# [EXERCISE]
Output every line of the records below as a JSON list of strings, one string per line, leaving out blank lines.

# [DATA PROVIDED]
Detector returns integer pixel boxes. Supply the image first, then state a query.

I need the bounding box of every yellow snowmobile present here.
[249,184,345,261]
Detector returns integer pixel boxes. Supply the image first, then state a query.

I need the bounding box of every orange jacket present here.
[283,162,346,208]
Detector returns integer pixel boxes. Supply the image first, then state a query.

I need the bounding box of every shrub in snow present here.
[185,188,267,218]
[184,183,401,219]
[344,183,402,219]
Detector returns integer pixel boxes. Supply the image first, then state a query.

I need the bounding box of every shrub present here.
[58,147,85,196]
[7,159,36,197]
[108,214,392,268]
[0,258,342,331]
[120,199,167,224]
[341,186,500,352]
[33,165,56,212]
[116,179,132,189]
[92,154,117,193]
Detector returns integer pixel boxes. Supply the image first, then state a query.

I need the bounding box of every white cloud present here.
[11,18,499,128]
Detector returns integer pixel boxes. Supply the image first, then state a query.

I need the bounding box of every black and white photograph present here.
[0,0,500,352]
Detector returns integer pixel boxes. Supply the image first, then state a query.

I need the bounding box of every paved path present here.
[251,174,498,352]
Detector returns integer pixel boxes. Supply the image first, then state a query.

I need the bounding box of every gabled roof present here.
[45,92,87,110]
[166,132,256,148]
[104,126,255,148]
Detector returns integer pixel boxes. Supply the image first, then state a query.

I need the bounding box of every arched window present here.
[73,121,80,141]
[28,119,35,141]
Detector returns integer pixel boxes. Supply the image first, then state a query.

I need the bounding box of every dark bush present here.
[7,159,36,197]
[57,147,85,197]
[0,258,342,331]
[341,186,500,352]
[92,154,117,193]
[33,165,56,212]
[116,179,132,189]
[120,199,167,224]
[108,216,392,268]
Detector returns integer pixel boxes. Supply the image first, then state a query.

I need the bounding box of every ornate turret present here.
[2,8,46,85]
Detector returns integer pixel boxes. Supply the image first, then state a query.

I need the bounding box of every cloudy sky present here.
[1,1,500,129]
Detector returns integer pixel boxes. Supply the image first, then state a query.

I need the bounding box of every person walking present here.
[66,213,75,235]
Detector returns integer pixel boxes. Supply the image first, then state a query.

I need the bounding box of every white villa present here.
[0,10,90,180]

# [EXERCISE RESPONSE]
[
  "Detector returns integer pixel boxes. Supply the image first, then state a query.",
  "I need the bounding box of every yellow snowmobile present here.",
  "[249,184,345,261]",
  "Detector returns integer pixel boxes. Supply the image first, then state a query.",
  "I need the bounding box of every orange jacket present here.",
  "[283,162,346,208]",
  "Detector returns integer pixel boxes. Supply the image first, then state a query.",
  "I need the bounding box of every shrub in snow present here.",
  "[185,188,267,218]",
  "[184,183,401,219]",
  "[344,183,402,219]",
  "Detector returns integer pixel boxes. Supply the image first, then state a query.",
  "I need the bounding box of every shrub present here.",
  "[58,147,85,196]",
  "[7,159,36,197]",
  "[108,214,392,268]",
  "[0,258,342,331]",
  "[120,199,167,224]",
  "[341,186,500,352]",
  "[33,165,56,212]",
  "[116,179,132,189]",
  "[92,154,117,193]",
  "Detector returns integer pixel boxes. Supply the image first, then state a query.",
  "I need the bounding box of every white cloud present here.",
  "[11,18,499,128]",
  "Detector returns integer pixel boxes. Supply the image first, then state a query.",
  "I need the bounding box of every black and white photograph present here.",
  "[0,0,500,352]",
  "Detector returns integer pixel boxes. Supply the image first, then state a query.",
  "I need the bounding box of every paved path present here.",
  "[251,174,498,352]",
  "Detector returns integer pixel boxes. Supply the image first, then state a query.",
  "I need the bounding box of every gabled roof present here.",
  "[45,92,87,110]",
  "[166,132,256,148]",
  "[104,126,255,148]",
  "Detector returns integer pixel boxes. Supply the image first, then state a query.",
  "I need the bounding box of every arched window present here.",
  "[73,121,80,141]",
  "[28,119,35,141]",
  "Detector returns integer pixel boxes. Supply the image first, then state a query.",
  "I need the bounding box of every dark bush present here.",
  "[7,159,36,197]",
  "[57,147,85,197]",
  "[0,258,342,331]",
  "[341,186,500,352]",
  "[92,154,117,193]",
  "[33,165,56,212]",
  "[116,179,132,189]",
  "[120,199,167,224]",
  "[108,216,392,268]",
  "Detector returns integer pixel boxes. Supply the image first, then state a query.",
  "I need the bounding box of every ornate turret present here.",
  "[2,8,46,85]",
  "Detector returns integer pixel boxes. Supply the image first, then state a query.",
  "I need the bounding box of every cloudy sky present here.",
  "[1,1,500,129]",
  "Detector returns integer pixel boxes. Supply the image first, then state a query.",
  "I need the bounding box of every person walking present here.",
  "[66,213,75,235]",
  "Detector returns integer pixel boxes. Supply the image first, then state a query.",
  "I need the bounding box of every white villa present here.",
  "[0,10,90,180]"
]